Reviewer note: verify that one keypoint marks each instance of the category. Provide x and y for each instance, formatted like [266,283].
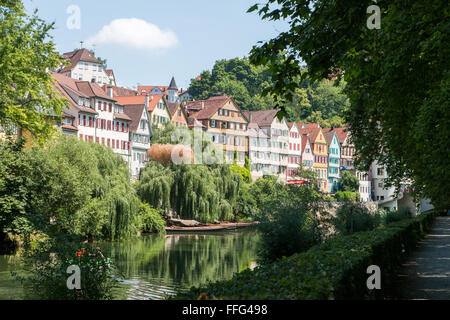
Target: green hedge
[333,270]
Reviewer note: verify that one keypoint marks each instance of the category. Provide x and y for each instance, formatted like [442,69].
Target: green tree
[349,182]
[27,97]
[397,78]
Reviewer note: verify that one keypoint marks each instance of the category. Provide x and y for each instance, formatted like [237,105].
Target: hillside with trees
[321,102]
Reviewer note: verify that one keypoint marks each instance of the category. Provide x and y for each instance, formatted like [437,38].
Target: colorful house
[334,158]
[295,150]
[320,150]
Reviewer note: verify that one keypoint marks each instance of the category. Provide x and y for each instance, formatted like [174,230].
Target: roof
[341,133]
[194,123]
[210,106]
[120,91]
[263,117]
[84,89]
[173,107]
[77,56]
[69,127]
[312,132]
[122,116]
[173,84]
[255,131]
[129,100]
[307,125]
[329,137]
[134,112]
[148,89]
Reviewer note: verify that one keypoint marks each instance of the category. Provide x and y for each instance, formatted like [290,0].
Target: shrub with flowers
[46,271]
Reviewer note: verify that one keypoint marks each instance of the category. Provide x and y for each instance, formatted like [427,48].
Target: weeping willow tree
[84,188]
[199,192]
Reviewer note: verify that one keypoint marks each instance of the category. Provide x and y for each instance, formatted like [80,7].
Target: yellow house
[225,123]
[320,150]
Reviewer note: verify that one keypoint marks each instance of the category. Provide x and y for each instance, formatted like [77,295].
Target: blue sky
[185,36]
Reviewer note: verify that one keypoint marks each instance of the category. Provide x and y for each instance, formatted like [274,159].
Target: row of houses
[122,119]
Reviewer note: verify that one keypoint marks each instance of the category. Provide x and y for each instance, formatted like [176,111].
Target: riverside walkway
[426,273]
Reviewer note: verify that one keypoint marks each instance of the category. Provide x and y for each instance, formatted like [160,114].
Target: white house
[278,133]
[258,150]
[85,67]
[140,137]
[295,150]
[98,118]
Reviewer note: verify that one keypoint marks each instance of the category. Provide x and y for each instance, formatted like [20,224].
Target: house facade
[225,124]
[278,133]
[156,106]
[295,150]
[85,67]
[140,137]
[334,157]
[320,151]
[259,151]
[177,114]
[94,116]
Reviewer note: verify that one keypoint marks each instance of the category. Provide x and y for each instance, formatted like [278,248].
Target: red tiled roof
[134,112]
[69,127]
[308,125]
[262,117]
[81,88]
[119,91]
[129,100]
[122,116]
[211,106]
[77,56]
[313,133]
[341,133]
[148,89]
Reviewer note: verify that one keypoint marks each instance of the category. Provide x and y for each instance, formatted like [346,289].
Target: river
[154,266]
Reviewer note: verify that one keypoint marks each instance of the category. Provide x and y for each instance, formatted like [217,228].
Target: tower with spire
[172,91]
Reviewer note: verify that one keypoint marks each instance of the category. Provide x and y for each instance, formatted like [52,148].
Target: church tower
[172,91]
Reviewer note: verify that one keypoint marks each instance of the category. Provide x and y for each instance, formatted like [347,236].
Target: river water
[155,266]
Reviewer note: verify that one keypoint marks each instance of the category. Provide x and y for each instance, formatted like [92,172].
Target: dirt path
[426,273]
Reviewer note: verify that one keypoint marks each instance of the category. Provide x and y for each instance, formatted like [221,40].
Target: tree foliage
[69,187]
[238,78]
[349,181]
[27,97]
[200,192]
[397,78]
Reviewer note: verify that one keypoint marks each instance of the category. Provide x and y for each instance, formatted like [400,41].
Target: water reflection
[154,266]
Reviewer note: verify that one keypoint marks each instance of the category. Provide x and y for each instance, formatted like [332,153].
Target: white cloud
[135,33]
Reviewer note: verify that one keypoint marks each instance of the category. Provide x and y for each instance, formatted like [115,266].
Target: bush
[394,216]
[354,217]
[292,230]
[47,266]
[349,182]
[342,196]
[335,269]
[151,220]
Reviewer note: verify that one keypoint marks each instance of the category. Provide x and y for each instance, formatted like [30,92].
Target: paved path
[426,273]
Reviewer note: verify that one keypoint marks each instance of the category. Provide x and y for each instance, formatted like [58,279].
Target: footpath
[426,273]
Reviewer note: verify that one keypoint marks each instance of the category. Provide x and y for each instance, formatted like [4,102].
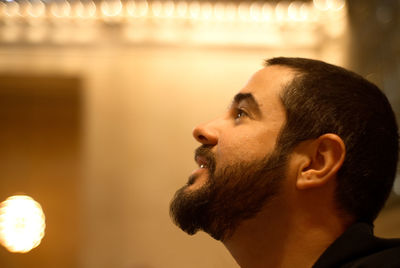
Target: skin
[294,228]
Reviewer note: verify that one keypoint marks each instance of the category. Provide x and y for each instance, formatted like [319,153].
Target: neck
[292,238]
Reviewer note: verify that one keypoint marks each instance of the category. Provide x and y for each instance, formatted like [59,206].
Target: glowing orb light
[22,223]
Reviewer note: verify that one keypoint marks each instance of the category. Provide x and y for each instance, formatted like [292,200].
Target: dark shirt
[358,247]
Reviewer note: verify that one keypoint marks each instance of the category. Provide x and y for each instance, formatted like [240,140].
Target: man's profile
[294,173]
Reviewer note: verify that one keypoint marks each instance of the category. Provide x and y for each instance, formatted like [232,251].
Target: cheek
[238,148]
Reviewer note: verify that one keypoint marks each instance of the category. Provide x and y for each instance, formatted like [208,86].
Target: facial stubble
[229,196]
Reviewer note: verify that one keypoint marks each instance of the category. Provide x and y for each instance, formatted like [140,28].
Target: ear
[322,159]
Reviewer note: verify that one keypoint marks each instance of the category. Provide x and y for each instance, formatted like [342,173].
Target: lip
[201,161]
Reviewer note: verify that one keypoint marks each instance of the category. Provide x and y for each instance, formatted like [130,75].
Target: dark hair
[323,98]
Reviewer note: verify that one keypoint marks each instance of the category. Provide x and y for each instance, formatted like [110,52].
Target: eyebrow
[249,98]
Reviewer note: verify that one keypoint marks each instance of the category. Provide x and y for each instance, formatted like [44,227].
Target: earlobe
[325,157]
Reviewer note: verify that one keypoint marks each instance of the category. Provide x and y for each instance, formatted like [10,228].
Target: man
[296,170]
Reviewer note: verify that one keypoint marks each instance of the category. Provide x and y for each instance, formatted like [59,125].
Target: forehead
[266,84]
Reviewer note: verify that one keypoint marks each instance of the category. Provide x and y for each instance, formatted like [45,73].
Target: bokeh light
[22,223]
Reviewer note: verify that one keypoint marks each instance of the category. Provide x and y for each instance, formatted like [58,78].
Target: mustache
[205,152]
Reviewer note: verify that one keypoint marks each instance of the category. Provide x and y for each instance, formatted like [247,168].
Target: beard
[230,195]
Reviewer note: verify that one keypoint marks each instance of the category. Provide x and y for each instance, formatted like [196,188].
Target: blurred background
[98,100]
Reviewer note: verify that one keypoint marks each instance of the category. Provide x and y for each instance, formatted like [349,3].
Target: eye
[239,113]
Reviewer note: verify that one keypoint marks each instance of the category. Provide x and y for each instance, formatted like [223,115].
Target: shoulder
[383,258]
[357,247]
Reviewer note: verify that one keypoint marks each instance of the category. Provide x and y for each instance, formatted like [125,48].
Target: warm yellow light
[111,8]
[60,9]
[329,4]
[137,8]
[181,8]
[256,11]
[84,10]
[194,9]
[12,9]
[169,7]
[206,10]
[35,8]
[22,223]
[219,11]
[156,7]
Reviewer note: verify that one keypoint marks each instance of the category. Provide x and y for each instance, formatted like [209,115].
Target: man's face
[240,167]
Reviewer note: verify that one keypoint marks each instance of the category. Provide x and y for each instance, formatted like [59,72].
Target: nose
[206,134]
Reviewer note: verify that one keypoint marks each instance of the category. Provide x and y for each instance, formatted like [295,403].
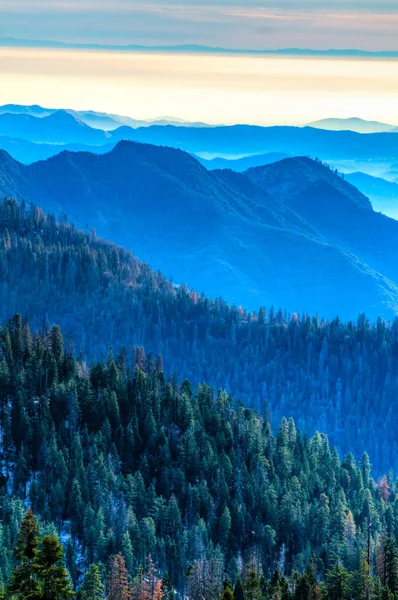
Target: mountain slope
[242,164]
[238,140]
[59,127]
[219,233]
[352,124]
[382,193]
[104,297]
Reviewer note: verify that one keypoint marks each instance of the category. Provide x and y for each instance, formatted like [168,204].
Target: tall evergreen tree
[92,587]
[24,584]
[51,569]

Problem requirements: Give back all of the data exactly, but not the pictures.

Answer to this task:
Reviewer note: verify that one keypoint marks each instance of the category. Provide x and y for each instance, formatted like [266,283].
Target: green hedge
[333,270]
Reviewer note: verify that one keypoint marks each instance of the category. Provide x and y for each instance, formatted like [442,69].
Target: green tree
[349,182]
[27,97]
[397,78]
Reviewer note: verify that one keypoint marks each instance of the category. Provide x and y for each instance, formatted like [237,105].
Target: hillside with trees
[321,102]
Reviewer note: verify that one keypoint marks each instance of the category. Provide x and y for each instance, formatted like [437,38].
Target: colorful house
[334,158]
[295,150]
[320,150]
Reviewer note: verify that one keypoint marks each instance of the category. Provide x and y for each instance, formatted like [174,230].
Target: roof
[341,133]
[194,123]
[210,106]
[120,91]
[263,117]
[84,89]
[173,107]
[77,56]
[69,127]
[312,132]
[122,116]
[173,84]
[255,131]
[129,100]
[307,125]
[329,137]
[134,112]
[148,89]
Reviewer note: verify that one keypoint marks each instance of the category. Provide x and y for each instance, formatted like [290,0].
Target: shrub with flowers
[46,271]
Reviewer note: verify that one keypoint marks each instance of the category. Provide x and y for each instance, formatted like [427,48].
Target: weeping willow tree
[84,188]
[199,192]
Reviewer note: verify that one keypoint marks each instance of the category. Provide x and y for each instance, formatted like [80,7].
Target: yellow house
[225,123]
[320,150]
Reviewer note: verify that one keypoint marks each instance of the category. Provide x and y for each instance, formatted like [77,295].
Target: blue sky
[185,36]
Reviewer note: verify that one keypoint marks each instance of the category. Provide x and y for each instance, formatted like [274,159].
Target: row of houses
[122,119]
Reviewer note: verify that one keypoint marks each instance of the category. Provide x and y for each instance, formatted like [176,111].
Target: riverside walkway
[426,273]
Reviewer note: verify that one keypoint marks each instance of the category. Provide x and y for each instance, formatted like [160,114].
Target: white house
[278,133]
[258,150]
[85,67]
[140,137]
[295,150]
[98,118]
Reviewer note: verify that one keypoint marks each instance of the category. Provide x and y for each instance, formatted like [20,224].
Target: house facade
[225,124]
[278,133]
[156,106]
[295,150]
[85,67]
[140,137]
[334,157]
[320,151]
[259,151]
[177,114]
[94,116]
Reviewer note: verify that one keypoint marks each instance of the category. Provide x and y for each instance, formatted like [278,248].
Target: red tiled roof
[134,112]
[69,127]
[308,125]
[262,117]
[81,88]
[119,91]
[129,100]
[122,116]
[211,106]
[77,56]
[313,133]
[341,133]
[148,89]
Reviewer note: verify that one keypoint marks each instance of the category. Provide x and y for each instance, formatted like [346,289].
Target: river
[154,266]
Reviewer note: verify that one keypoint marks each instance of the category. Provide x and y for each instance, formatted like [217,228].
Target: tower with spire
[172,91]
Reviewer note: verify that one keypoint marks each instance of the category. Provide x and y for each instance, formatted like [52,148].
Target: church tower
[172,91]
Reviewer note: verify that one keypoint marks each instance of the category. Provide x and y for each instance, formatted like [347,236].
Target: river water
[155,266]
Reviewer note: verify that one keypoint marks each instance of the category. Provide x and y for each instance, formatted like [92,172].
Target: dirt path
[426,273]
Reviewer note: verify that one keypoint marks each instance of the category. Provide x and y for each instance, formatted like [221,40].
Target: tree foliage
[69,187]
[238,78]
[349,181]
[27,97]
[200,192]
[397,78]
Reviewer note: verify that one keypoint marks each instance of the category. Provide x and y for each instance, formatted like [400,41].
Target: water reflection
[154,266]
Reviewer note: verify that one keypoint marks each instance of the category. Provide x and y for each instance, formatted like [332,153].
Target: white cloud
[135,33]
Reviewer note: verify that one keypoint marks each instance of the category. Provide x and y for each instance, formatted like [115,266].
Target: bush
[394,216]
[354,217]
[292,230]
[47,266]
[349,182]
[342,196]
[335,269]
[151,220]
Reviewer note: verify that one keypoint marks each instance of the category. Provide x and y for each instance, formatted like [30,92].
Target: paved path
[426,273]
Reviewer note: verify that one keypoint marks each instance of the category. Provide x and y for each instance, formatted like [58,279].
Target: footpath
[426,273]
Reviewer note: verify that one keypoint marks each instance of the category. Provide x and y for each instance, formatted like [4,102].
Target: skin
[294,228]
Reviewer note: verify that one keypoint marks each instance of the category. Provide x and y for each instance, formatted like [319,153].
Target: neck
[292,238]
Reviewer note: verify that one keypoint marks each instance of the category. Provide x and y for each instance, formatted like [59,206].
Target: glowing orb light
[22,223]
Reviewer note: verify that one keypoint marks each instance of the category. Provide x and y for each instance, formatted like [292,200].
Target: dark shirt
[358,247]
Reviewer note: verify that one keypoint marks each instance of the category. Provide x and y for each instance, formatted like [240,140].
Target: man's profile
[294,173]
Reviewer note: verify that one keypoint marks each instance of the category. Provide x and y for each instance, formatted like [232,251].
Target: cheek
[238,148]
Reviewer note: verify that one keypoint marks each instance of the category. Provide x and y for each instance, formatted like [208,86].
Target: facial stubble
[229,196]
Reviewer note: verify that one keypoint marks each instance of the category. Provide x and y for each instance, formatted like [140,28].
Target: ear
[322,159]
Reviewer note: verify that one keypoint marks each instance of the category. Provide x and y for each instance, formatted like [342,173].
Target: lip
[201,161]
Reviewer note: verify that one keypoint marks each instance of the category. Provide x and y for each instance, formatted like [130,75].
Target: dark hair
[323,98]
Reviewer note: verify that one keypoint marks each instance of the category. Provide x and y for each instance, formatted like [110,52].
Target: eyebrow
[249,98]
Reviewer note: verify that one keypoint marks each instance of the category. Provide x and y for each instance, formatted like [44,227].
Target: earlobe
[325,157]
Reviewer note: verify that one keypoint marks each instance of the category. Provide x and y for each instance, formatted like [10,228].
Target: man
[296,170]
Reviewer note: verify that one keypoint marks each instance of the category. Provide x and y for each instance, formatted like [59,125].
Target: forehead
[266,84]
Reviewer note: verify that one keypoint marks each instance of the category. Provide x and y for each instance, formatted like [45,73].
Target: bokeh light
[22,223]
Reviewer note: verify that one keypoint marks each instance of the category. Provide x and y for each instance, formatted like [58,78].
Target: mustache
[205,152]
Reviewer note: verify that one keypoint marks each instance of the category. Provide x and y for each instance, formatted like [247,168].
Target: beard
[230,195]
Reviewer note: verify that one keypoint marks each instance of the category. Provide x and y for each instance, formatted like [196,188].
Target: blurred background
[98,100]
Reviewer note: verify that one keypoint marks each instance of the category. Provide x and y for each instance, formatted like [349,3].
Target: eye
[239,113]
Reviewer note: verify that one keypoint marks each instance of the category. Provide x and y for each instance, formatted like [223,115].
Target: shoulder
[383,258]
[357,247]
Reviewer note: verify that one keypoint marks each instance of the category. Provide x and y for each instance, formatted like [125,48].
Target: warm yellow light
[111,8]
[60,9]
[329,4]
[137,8]
[181,8]
[256,11]
[84,10]
[194,9]
[12,9]
[169,7]
[206,10]
[35,8]
[22,223]
[219,11]
[156,7]
Reviewer note: verify that one keypoint marks each instance of the category. Provide x and y for each instance, formatted like [209,115].
Target: man's face
[240,167]
Reviewer note: verify that one keypoint marks each instance of the category. Provide x and y for each instance, formatted like [59,72].
Target: nose
[206,134]
Reviewer note: verify that one keypoint marks each instance of the category. Provide x and y for each instance, formatted like [295,403].
Target: mountain slope
[242,164]
[238,140]
[59,127]
[219,233]
[352,124]
[382,193]
[104,297]
Reviewer note: verify that one keypoint marks each instance of the category. Provide x and y for each instance, formatted like [168,204].
Target: tall evergreen tree
[92,587]
[24,584]
[51,569]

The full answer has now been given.